EXTRAIT:
::::

C'est l'une des conséquences directes d'un mode de vie effréné selon Aziz Essadek, docteur en psychologie du sport: «On vit une époque où l'on ne peut plus faire autrement. Le rythme est tel, l'emploi du temps est tellement serré, notamment chez les cadres, que ceux qui veulent courir sont obligés d'aller faire leur exercice de nuit.» L'explication paraît logique, presque séduisante, surtout quand on sait que 82% des Français·es aspirent à ralentir leur rythme de vie.
D'autres motivations apparaissent. «Au-delà de l'emploi du temps, poursuit-il, il y a aussi une volonté de courir dans un environnement plus sain et plus calme. C'est sûr que l'on se sentira mieux à 21 heures qu'à 17 heures, au moment où l'air est pollué par des bouchons s'accumulant sur plusieurs dizaines de kilomètres. C'est sûr aussi que l'ambiance sera nettement plus détendue, presque apaisante, une fois le soir venu. Ce qui, forcément, renforce la sensation de confort physique.»
«Quand la saison des marathons bat son plein, les coureurs entraînés dans le noir vont plus vite que prévu.»
Les performances physiques également? Là, le débat existe. Tandis que certains sites prétendent que notre vigilance et nos capacités sensitivo-motrices sont à leur maximum jusque 20 heures, une étude menée par l'Université de Londres affirme qu'un groupe de marathonien·nes court généralement une minute plus vite sur un parcours de 10 kilomètres la nuit que le jour.
Dans une interview à Chatelaine, le fondateur du magasin Running Room, John Stanton, va dans le même sens: «Lorsque vous courez la nuit, vous êtes moins distrait et plus attentif au rythme et au timing de votre corps. Au printemps, quand la saison des marathons bat son plein, les coureurs qui se sont entraînés dans le noir sont toujours ravis de voir qu'ils vont plus vite que prévu.»
Daniel en semble déjà convaincu: «C'est étrange à dire, mais j'ai l'impression d'aller plus vite lorsqu'il fait noir. Peut-être que c'est lié au manque de visibilité. Peut-être que c'est parce qu'il y a moins de distractions qu'en journée. Je ne sais pas. Ce qui est sûr, c'est que je me sens davantage concentré.» Ce n'est sans doute pas pour rien que des sportifs professionnels de la trempe de Kilian Jornet et Jared Campbell confessent volontiers leur intérêt pour les sorties à la frontale.

::::

LISTE PRÉSENTÉE:
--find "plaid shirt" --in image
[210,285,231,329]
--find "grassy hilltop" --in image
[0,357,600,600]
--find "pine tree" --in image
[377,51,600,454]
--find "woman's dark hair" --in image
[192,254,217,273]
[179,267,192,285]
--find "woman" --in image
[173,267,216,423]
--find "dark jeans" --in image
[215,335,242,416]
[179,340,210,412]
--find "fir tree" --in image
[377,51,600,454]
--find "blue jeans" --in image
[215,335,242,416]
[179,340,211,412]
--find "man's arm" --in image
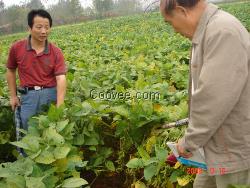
[56,75,67,107]
[6,69,20,111]
[178,28,249,154]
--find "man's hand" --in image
[10,96,20,111]
[177,140,193,158]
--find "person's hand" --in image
[177,140,193,158]
[165,154,177,167]
[10,96,20,111]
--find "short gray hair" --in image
[161,0,200,12]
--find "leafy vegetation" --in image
[0,3,250,188]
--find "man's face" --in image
[160,5,190,38]
[29,16,50,42]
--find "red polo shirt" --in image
[7,36,66,87]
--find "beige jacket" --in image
[180,4,250,175]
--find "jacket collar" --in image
[26,35,49,54]
[192,3,219,44]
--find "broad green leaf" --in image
[0,167,14,178]
[62,178,88,188]
[22,135,41,152]
[137,146,150,160]
[25,177,46,188]
[43,127,65,146]
[169,169,184,183]
[35,150,56,164]
[43,176,59,188]
[6,175,26,188]
[111,106,129,118]
[146,136,156,153]
[134,181,147,188]
[126,158,144,168]
[53,146,70,159]
[144,163,157,181]
[105,161,115,171]
[10,141,30,150]
[56,119,69,132]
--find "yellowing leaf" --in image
[174,161,181,169]
[177,176,190,186]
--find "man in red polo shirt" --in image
[6,9,66,130]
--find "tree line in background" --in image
[0,0,146,35]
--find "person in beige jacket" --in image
[160,0,250,188]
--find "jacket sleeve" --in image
[180,28,248,151]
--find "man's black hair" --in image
[28,9,52,28]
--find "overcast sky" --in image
[3,0,92,7]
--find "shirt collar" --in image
[26,35,49,54]
[192,3,219,44]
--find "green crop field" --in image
[0,3,250,188]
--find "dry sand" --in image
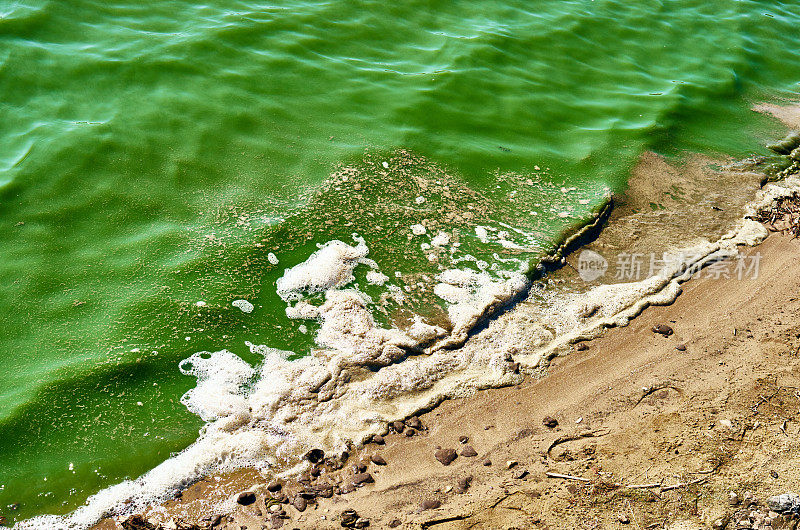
[108,227,800,530]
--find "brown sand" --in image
[109,231,800,530]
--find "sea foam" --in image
[15,178,800,530]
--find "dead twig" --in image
[545,471,592,482]
[661,477,708,491]
[545,430,609,456]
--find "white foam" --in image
[411,224,428,236]
[231,300,253,313]
[20,174,800,530]
[367,271,389,285]
[276,239,369,301]
[431,232,450,247]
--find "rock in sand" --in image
[433,449,458,466]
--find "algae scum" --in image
[0,0,800,520]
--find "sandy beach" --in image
[98,204,800,530]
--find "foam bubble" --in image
[276,239,369,301]
[231,300,253,313]
[20,174,800,530]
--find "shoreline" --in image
[114,230,800,530]
[96,172,800,529]
[40,108,797,528]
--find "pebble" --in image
[433,449,458,466]
[338,484,356,495]
[653,324,673,337]
[292,495,308,512]
[341,509,358,528]
[305,449,325,464]
[767,492,800,513]
[236,491,256,506]
[461,445,478,458]
[406,416,422,430]
[420,499,442,510]
[456,475,472,493]
[352,473,375,486]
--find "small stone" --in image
[352,473,375,486]
[433,449,458,466]
[406,416,422,431]
[767,493,800,513]
[341,509,358,528]
[728,491,741,506]
[456,475,472,493]
[305,449,325,464]
[292,495,308,512]
[338,483,356,495]
[419,499,442,511]
[461,445,478,458]
[653,324,673,337]
[542,416,558,429]
[314,484,333,499]
[236,491,256,506]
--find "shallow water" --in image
[0,0,800,519]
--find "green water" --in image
[0,0,800,520]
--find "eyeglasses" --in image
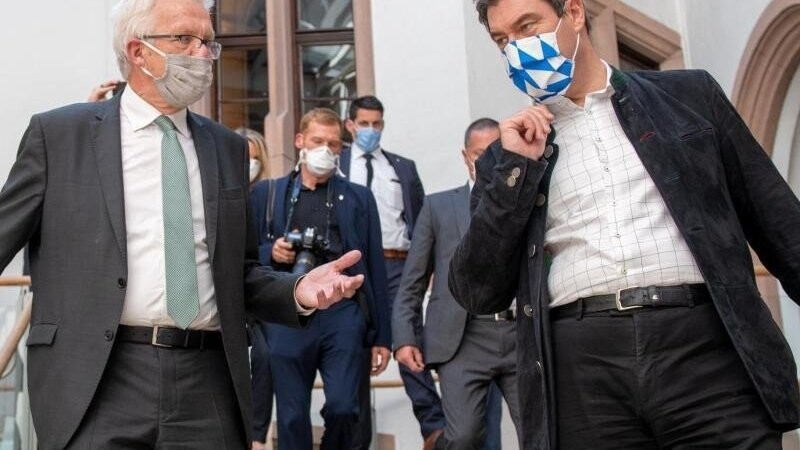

::::

CONSIGNE:
Prolongez l'extrait sur la course à pied de nuit en reprenant juste après sa dernière phrase.

RÉPONSE:
Intéressants, ces arguments ne doivent pas pour autant éloigner de l'essentiel: courir la nuit, c'est surtout rechercher un peu de tranquillité. C'est du moins ce qu'avance Benoît, célibataire et actuellement en reconversion professionnelle: «Ces derniers temps, je pourrais très bien aller me défouler la journée, mais la nuit, c'est le meilleur moment pour s'isoler des stimuli extérieurs. C'est un moment où tu te reconnectes avec toi-même. Entre 21 heures et 23 heures, tout est très calme dans les rues, c'est hyper immersif. Alors, oui, ce n'est pas facile de se motiver à y aller, mais c'est tellement bon, en hiver, d'être seul et de voir la fumée de sa respiration.»
Connexion avec la nature
Marie, 28 ans, est elle aussi une adepte de la course nocturne. D'une, parce que son quotidien, partagé entre Lille et Paris, ne lui permet pas d'aller faire son footing en journée. De deux, parce qu'au fond, elle apprécie ça.
«Le plus dur, finalement, c'est la phase de transition, quand je rentre chez moi et que je dois éviter l'appel du canapé, plaisante-t-elle. L'idée, c'est donc de changer de tenue illico et de filer s'entraîner.» Pour cela, Marie dit s'équiper avec précaution. Un peu à l'image de ce que préconisent tous les articles sur le sujet: elle porte un haut de couleur vive, enfile sa lampe frontale, évite la musique pour favoriser sa concentration et parcourt des sentiers qu'elle connaît déjà bien. «Pour éviter les chevilles qui se tordent», précise-t-elle.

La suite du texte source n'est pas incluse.